WHAT THE TASK ASKS: Repeat the stretch of entries below from the line with "Exercise. Pick out the shrub" through the line with "Exercise. Pick out the tall". Include both ends and add nothing.

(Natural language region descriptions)
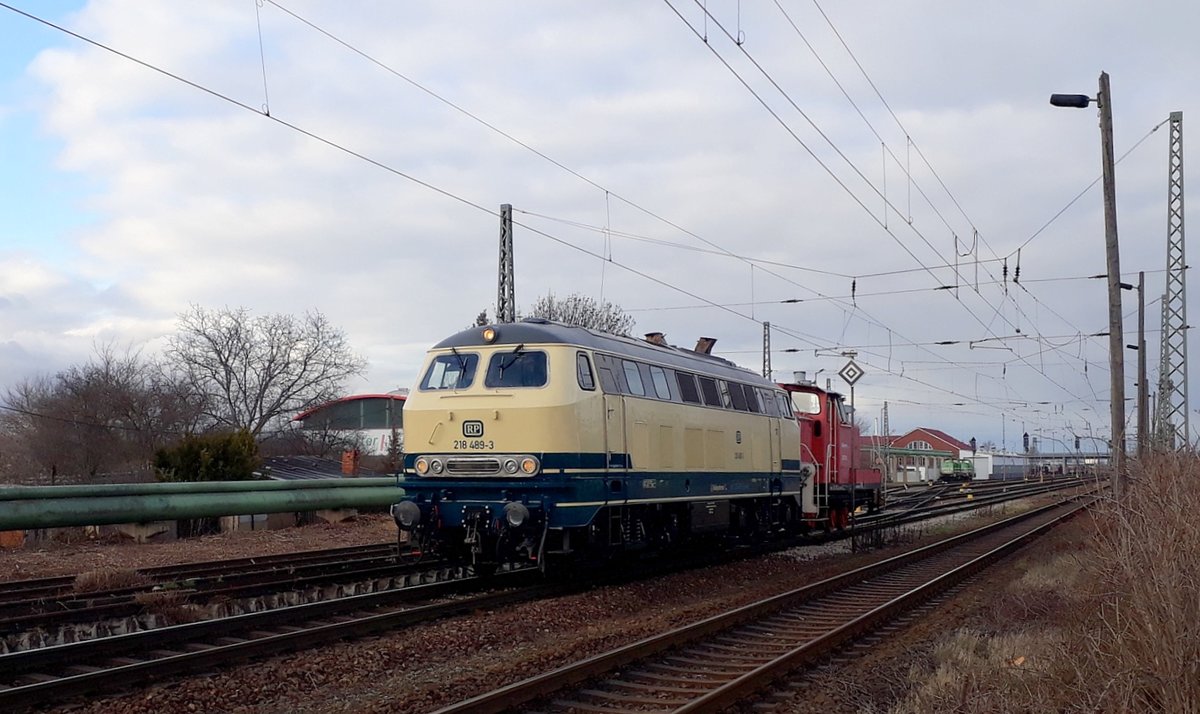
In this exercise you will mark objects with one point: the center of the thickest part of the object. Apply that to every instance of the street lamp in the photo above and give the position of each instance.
(1116, 339)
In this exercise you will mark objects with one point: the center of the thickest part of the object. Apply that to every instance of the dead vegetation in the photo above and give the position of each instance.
(1109, 623)
(171, 606)
(109, 579)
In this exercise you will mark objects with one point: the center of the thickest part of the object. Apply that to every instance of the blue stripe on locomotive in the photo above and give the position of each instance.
(573, 487)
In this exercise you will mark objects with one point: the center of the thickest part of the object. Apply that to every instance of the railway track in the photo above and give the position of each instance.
(52, 673)
(45, 675)
(234, 589)
(42, 605)
(33, 612)
(727, 659)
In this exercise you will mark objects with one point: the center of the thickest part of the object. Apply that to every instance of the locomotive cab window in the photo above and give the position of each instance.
(450, 371)
(784, 403)
(583, 372)
(517, 367)
(708, 389)
(738, 396)
(634, 378)
(725, 394)
(805, 402)
(661, 387)
(688, 390)
(753, 400)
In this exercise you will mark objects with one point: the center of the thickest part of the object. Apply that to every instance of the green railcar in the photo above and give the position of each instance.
(957, 469)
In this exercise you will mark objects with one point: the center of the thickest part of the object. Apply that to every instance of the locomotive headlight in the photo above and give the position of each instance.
(515, 514)
(406, 514)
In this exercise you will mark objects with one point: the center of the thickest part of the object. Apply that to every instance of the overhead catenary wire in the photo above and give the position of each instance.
(521, 143)
(820, 162)
(934, 171)
(349, 151)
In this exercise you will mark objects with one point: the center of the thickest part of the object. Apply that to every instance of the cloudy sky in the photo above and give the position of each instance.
(822, 167)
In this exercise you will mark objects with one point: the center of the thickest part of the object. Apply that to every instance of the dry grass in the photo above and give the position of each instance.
(1143, 651)
(1110, 623)
(171, 606)
(108, 579)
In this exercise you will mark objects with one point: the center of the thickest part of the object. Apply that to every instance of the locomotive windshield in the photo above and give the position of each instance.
(450, 371)
(805, 402)
(516, 369)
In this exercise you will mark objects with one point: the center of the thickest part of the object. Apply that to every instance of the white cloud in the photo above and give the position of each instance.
(201, 202)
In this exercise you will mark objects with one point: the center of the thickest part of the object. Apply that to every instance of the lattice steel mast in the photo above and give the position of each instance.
(1173, 378)
(766, 351)
(505, 297)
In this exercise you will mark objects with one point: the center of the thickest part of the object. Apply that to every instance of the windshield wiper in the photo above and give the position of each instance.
(516, 355)
(462, 366)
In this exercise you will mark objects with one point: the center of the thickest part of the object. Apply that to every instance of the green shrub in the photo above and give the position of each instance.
(231, 456)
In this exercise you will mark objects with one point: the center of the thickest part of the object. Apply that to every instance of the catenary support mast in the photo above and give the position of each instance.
(1173, 379)
(505, 297)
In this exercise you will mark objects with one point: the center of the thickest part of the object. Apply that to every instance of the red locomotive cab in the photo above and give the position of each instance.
(831, 439)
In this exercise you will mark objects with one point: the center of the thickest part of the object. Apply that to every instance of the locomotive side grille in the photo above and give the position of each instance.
(474, 466)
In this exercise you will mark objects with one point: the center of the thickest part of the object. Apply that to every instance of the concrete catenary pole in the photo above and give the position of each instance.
(1143, 387)
(1116, 337)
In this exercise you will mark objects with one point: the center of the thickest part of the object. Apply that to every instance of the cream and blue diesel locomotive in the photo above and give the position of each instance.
(535, 441)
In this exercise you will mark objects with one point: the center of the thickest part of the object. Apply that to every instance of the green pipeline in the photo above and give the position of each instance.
(141, 503)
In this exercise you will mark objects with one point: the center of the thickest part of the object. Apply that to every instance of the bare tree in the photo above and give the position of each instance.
(108, 414)
(256, 371)
(583, 311)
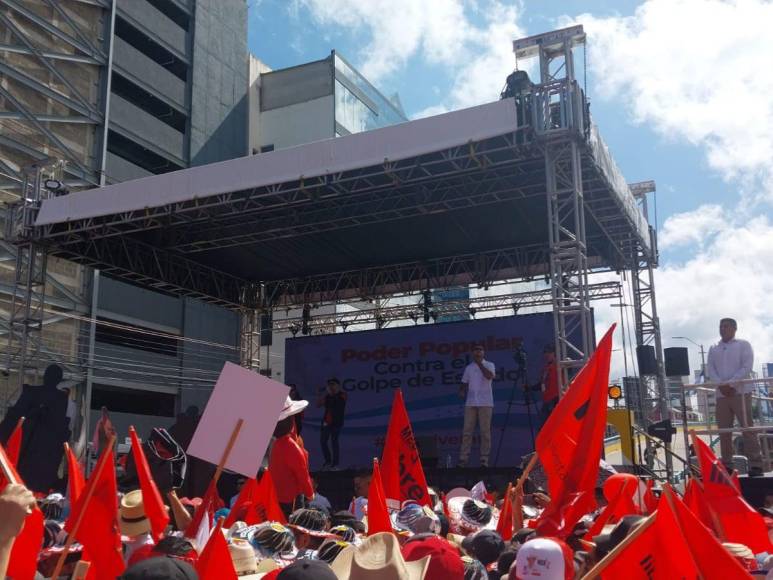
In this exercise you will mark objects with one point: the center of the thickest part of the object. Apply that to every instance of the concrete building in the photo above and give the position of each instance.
(300, 104)
(122, 89)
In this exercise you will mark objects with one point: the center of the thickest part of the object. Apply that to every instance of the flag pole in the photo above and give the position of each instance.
(227, 450)
(719, 529)
(527, 470)
(609, 558)
(90, 492)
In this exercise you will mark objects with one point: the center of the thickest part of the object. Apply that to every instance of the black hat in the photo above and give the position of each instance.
(307, 570)
(606, 542)
(160, 569)
(485, 545)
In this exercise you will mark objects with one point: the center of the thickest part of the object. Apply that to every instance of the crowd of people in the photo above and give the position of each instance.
(563, 517)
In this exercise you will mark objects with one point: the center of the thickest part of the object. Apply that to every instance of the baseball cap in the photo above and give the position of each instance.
(307, 570)
(543, 559)
(485, 545)
(160, 569)
(445, 562)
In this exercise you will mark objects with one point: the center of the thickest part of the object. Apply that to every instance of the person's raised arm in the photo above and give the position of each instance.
(15, 503)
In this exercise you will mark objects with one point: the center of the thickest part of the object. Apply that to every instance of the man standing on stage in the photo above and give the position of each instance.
(732, 359)
(548, 382)
(334, 401)
(476, 388)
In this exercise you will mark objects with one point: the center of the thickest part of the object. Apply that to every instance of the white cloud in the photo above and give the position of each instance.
(697, 70)
(441, 32)
(693, 227)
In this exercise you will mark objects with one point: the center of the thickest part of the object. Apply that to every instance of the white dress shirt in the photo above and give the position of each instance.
(731, 361)
(479, 392)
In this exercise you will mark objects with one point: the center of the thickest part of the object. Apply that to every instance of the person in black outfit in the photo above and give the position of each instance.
(333, 399)
(44, 431)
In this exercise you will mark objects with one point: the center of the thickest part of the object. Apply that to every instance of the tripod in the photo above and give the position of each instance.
(521, 381)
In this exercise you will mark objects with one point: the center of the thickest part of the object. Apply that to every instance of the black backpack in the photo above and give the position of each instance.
(166, 459)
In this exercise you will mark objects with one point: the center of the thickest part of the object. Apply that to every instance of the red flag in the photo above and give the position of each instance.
(98, 530)
(659, 552)
(23, 560)
(215, 562)
(75, 480)
(13, 445)
(404, 476)
(155, 510)
(378, 517)
(650, 501)
(256, 503)
(738, 521)
(505, 524)
(713, 560)
(207, 507)
(569, 444)
(620, 505)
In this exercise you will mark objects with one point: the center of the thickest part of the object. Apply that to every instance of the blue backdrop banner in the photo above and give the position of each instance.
(427, 362)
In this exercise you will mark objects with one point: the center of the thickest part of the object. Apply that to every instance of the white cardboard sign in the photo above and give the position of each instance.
(239, 394)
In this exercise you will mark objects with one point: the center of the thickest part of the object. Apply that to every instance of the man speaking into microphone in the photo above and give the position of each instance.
(476, 389)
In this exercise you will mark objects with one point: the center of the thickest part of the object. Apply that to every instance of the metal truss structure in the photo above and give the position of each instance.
(570, 212)
(383, 315)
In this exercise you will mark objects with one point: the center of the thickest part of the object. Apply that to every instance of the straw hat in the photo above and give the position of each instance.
(131, 515)
(291, 408)
(378, 558)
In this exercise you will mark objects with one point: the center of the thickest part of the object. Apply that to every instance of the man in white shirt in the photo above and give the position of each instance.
(476, 388)
(732, 359)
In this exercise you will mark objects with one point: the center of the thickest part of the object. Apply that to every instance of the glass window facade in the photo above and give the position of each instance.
(358, 105)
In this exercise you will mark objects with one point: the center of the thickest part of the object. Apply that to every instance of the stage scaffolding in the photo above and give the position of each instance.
(368, 216)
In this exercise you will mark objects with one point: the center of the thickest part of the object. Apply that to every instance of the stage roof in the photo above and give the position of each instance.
(453, 199)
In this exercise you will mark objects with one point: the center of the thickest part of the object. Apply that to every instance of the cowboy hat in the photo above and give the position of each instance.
(131, 515)
(291, 408)
(378, 558)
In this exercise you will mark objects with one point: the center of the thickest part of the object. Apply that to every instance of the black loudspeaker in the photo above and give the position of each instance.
(677, 362)
(266, 329)
(645, 356)
(428, 450)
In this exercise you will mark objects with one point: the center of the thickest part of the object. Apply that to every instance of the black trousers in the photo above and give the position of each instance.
(330, 433)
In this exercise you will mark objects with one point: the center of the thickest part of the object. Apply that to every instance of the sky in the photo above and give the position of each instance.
(682, 91)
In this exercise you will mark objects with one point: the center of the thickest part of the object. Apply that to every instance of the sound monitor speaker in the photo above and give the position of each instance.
(677, 362)
(645, 356)
(428, 450)
(266, 329)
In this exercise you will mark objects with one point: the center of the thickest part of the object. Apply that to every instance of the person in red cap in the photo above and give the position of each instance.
(445, 562)
(289, 461)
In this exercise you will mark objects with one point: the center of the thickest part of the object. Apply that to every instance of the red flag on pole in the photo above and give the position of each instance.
(738, 521)
(505, 524)
(23, 560)
(75, 480)
(256, 503)
(656, 550)
(569, 444)
(378, 517)
(155, 510)
(97, 510)
(403, 473)
(215, 561)
(13, 445)
(713, 560)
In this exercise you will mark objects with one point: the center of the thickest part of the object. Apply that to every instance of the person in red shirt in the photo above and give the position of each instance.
(289, 461)
(548, 382)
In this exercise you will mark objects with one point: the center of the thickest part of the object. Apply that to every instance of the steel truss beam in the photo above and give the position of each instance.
(469, 306)
(480, 269)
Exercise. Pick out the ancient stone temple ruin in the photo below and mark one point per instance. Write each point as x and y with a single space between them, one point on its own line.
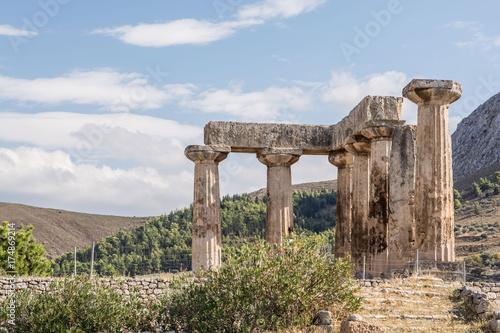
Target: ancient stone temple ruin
395 182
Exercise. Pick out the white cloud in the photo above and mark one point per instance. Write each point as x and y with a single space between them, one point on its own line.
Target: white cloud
345 91
479 40
257 105
88 138
268 9
179 32
109 89
52 178
8 30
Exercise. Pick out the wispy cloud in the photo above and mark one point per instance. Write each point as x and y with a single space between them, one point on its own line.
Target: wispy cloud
200 32
262 105
479 40
8 30
109 89
179 32
268 9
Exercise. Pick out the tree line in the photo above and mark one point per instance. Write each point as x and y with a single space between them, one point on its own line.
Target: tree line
164 244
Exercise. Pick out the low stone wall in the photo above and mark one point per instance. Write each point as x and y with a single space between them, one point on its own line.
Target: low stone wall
483 298
147 288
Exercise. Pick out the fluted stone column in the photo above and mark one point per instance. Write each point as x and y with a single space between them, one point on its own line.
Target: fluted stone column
402 196
206 245
434 213
279 222
344 162
378 215
360 199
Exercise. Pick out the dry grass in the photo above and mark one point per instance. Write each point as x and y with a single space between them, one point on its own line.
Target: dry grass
420 304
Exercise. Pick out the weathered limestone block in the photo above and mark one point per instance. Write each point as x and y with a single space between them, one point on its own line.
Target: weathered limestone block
360 199
312 139
252 137
206 245
279 221
401 196
355 324
434 213
371 108
344 161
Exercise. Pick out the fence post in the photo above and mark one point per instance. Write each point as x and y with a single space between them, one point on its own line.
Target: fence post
75 260
92 261
364 266
416 264
465 274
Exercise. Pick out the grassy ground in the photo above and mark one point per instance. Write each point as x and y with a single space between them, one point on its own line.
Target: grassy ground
422 304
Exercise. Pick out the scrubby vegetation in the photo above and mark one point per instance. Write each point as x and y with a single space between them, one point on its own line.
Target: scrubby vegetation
262 286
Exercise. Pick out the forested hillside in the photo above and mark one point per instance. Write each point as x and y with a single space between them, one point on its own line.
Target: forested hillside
164 243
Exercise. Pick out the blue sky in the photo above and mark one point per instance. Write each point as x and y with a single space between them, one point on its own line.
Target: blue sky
98 99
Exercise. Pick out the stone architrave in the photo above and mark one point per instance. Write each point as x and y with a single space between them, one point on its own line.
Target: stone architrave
434 213
206 245
279 221
344 162
378 214
360 199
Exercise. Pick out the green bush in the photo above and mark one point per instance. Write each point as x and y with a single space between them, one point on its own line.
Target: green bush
477 209
77 305
485 184
265 287
476 190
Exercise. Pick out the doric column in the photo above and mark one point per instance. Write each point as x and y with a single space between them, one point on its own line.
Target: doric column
360 199
279 220
378 214
434 213
206 205
344 162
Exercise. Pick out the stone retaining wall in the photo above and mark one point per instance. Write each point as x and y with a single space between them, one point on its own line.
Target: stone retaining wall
147 288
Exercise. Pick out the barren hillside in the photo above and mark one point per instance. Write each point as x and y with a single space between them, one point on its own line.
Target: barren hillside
61 230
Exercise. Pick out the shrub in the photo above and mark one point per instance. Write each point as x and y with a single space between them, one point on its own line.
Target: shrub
497 176
265 287
476 190
76 305
477 209
496 190
485 184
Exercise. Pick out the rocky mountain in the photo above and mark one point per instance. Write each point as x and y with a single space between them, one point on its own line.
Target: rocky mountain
476 142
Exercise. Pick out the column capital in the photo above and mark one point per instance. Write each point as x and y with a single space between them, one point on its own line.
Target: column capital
358 147
207 154
376 133
341 158
422 91
279 156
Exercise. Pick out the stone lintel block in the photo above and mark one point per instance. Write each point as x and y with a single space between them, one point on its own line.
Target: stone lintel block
370 110
209 153
358 146
432 91
252 137
279 156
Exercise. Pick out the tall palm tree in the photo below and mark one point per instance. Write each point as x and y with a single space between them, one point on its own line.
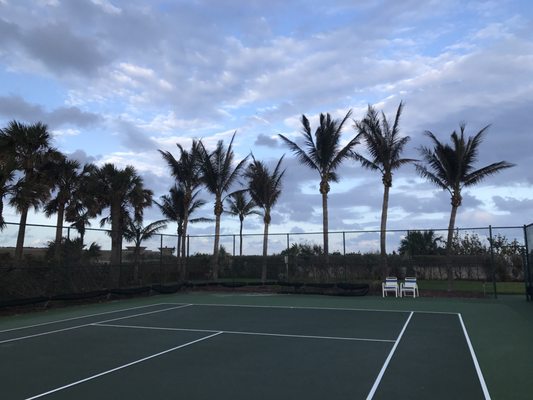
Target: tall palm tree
7 168
6 176
31 155
84 204
239 205
186 171
218 175
66 181
324 154
122 190
385 147
265 189
451 167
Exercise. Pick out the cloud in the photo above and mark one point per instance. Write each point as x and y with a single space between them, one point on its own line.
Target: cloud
267 141
15 107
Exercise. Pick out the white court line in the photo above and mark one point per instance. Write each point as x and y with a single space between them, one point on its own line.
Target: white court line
245 333
322 308
83 316
474 358
386 364
89 324
122 366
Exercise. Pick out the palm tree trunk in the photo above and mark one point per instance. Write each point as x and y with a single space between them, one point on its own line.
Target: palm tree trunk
2 221
325 223
240 239
116 242
136 257
59 233
20 237
214 261
383 231
451 227
265 251
183 259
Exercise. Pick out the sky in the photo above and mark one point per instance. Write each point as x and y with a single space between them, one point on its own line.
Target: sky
115 81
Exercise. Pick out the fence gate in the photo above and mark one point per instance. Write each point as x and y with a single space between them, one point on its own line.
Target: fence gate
528 270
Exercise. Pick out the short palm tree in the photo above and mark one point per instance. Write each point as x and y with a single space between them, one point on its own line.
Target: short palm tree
218 175
239 205
136 233
264 188
186 170
122 190
172 206
420 243
323 153
31 156
385 147
451 167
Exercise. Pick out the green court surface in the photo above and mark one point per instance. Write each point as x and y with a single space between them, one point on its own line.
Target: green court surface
231 346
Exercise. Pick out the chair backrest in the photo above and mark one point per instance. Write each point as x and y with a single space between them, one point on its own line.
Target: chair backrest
410 281
391 280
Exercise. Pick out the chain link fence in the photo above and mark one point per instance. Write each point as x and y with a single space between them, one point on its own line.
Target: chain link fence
481 257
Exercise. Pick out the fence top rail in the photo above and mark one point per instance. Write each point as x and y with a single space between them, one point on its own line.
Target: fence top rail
360 231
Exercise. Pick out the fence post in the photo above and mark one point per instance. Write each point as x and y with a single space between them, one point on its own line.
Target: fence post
527 272
343 243
492 263
160 253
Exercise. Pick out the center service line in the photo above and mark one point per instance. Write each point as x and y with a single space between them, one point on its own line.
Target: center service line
122 366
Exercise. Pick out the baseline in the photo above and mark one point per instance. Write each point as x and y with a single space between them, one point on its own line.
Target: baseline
122 366
89 324
80 317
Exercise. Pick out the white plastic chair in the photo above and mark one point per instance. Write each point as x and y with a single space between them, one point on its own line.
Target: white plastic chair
409 286
390 285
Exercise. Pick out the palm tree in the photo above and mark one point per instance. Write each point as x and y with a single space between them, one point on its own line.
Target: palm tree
135 232
186 171
420 243
172 207
122 190
451 167
67 180
31 156
265 189
84 205
385 146
324 154
6 176
239 205
218 174
7 168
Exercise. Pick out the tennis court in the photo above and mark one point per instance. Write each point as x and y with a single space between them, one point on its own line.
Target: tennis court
206 351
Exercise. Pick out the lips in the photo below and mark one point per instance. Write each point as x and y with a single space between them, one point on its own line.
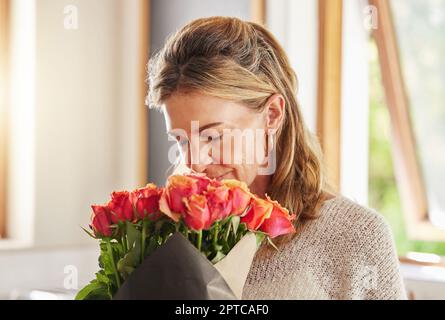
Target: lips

WRITTEN SOLUTION:
Exercise. Pick out the shrub in the photo above and mark one point per instance. Write each point as x and y with a single space between them, one point on its own line.
Target: shrub
497 176
265 287
476 190
76 305
477 209
496 190
485 184
Exercise. Pick out the rocky mountain in the photo above and mark one point per instance. Write each point as x and y with a single space between them, one point on its own line.
Target: rocky mountain
476 142
Exercise. Pick out the column capital in the photo above and mark one point per instance. Write each point as x and y with a single space between them, one point on its own line.
Target: column capital
358 147
207 154
376 133
341 158
422 91
279 156
Exercise. Pick out the stone lintel block in the photo above and mark one point per instance. Write each point as x and y with a single space between them, one point on its own line.
Target: stone lintel block
370 110
209 153
358 146
432 91
252 137
279 156
Exercise. Pick out the tall palm tree in the photo below and mark one point per instance. Write each point as x and y with a single space between them, one point on its own line.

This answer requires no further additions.